▶ _PAGE EXCERPT_:
--- Start ---

Classicists won’t be surprised to learn that the idea for this book sprang from the events leading to the outbreak of the Second Punic War. I probably have more classicists among my readers than most other writers, but even so I doubt they’re a majority.

Though that was the germ of the novel, the business of the book is more concerned with piracy. Pirates have become a big deal in recent years, but even when I was a kid there were plenty of child-accessible books about them. I particularly remember a big volume with what I now suspect were N. C. Wyeth plates. An image which is still vivid with me was of buccaneers in a small boat closing on the stern of a Spanish galleon.

As I got older, I read quite a lot more about pirates—but these were the pirates of the West Indies and the East Coast of North America. There were pirates other places too—Captain Kidd operated in the Indian Ocean—but they were pretty much the same: They captured ships and stole the cargo, behaving with greater or lesser brutality to the crews and passengers.

There were also the Barbary Pirates in the Mediterranean. I knew about them because one of the first steps the newly United States took on the international stage was to mount an expedition against them in 1801.

A catchphrase of the day was, “Millions for defense but not one cent for tribute!” Pirates from North African ports were capturing American ships and holding the crews for ransom unless the US paid tribute to Tripoli, Tunis, Algiers, and the Kingdom of Morocco, as most European nations did. Instead, the US sent a naval squadron.

Much like the 1968 Tet Offensive, the expedition had a considerable effect on public opinion back in the US, but considered simply as a military operation it was an expensive failure. There were quite a lot of heroic endeavors by American sailors—and I read about them with delight—but in fact the expedition’s major success was to burn one of its own ships in Tripoli harbor after the pirates had captured it. This was truly splendid exploit, but burning your own vessels isn’t a good way to force an enemy to change its ways.

--- End ---

▶ _PROBLEMS TO SOLVE_:
a – From the note on pirates, list every state to which the US was being pressed to pay tribute.
b – Answer these about the note on pirates, one line each:
(i) The events leading to the outbreak of which war gave rise to the idea for the book?
(ii) In which ocean did Captain Kidd operate?
(iii) In what year did the United States mount its expedition against the Barbary Pirates?

▶ _DATA BLOCK_:
--- Start ---

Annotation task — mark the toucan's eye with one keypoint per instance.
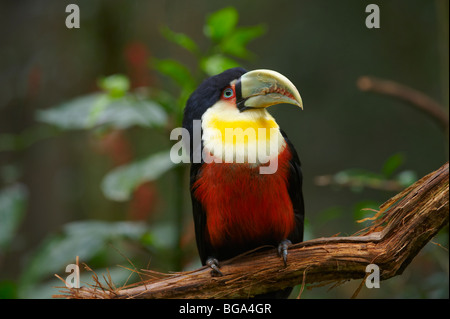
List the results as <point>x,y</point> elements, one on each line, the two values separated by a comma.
<point>228,93</point>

--- End ---

▶ _TASK ANSWERS_:
a – Tripoli, Tunis, Algiers, and the Kingdom of Morocco

b –
(i) The Second Punic War
(ii) The Indian Ocean
(iii) 1801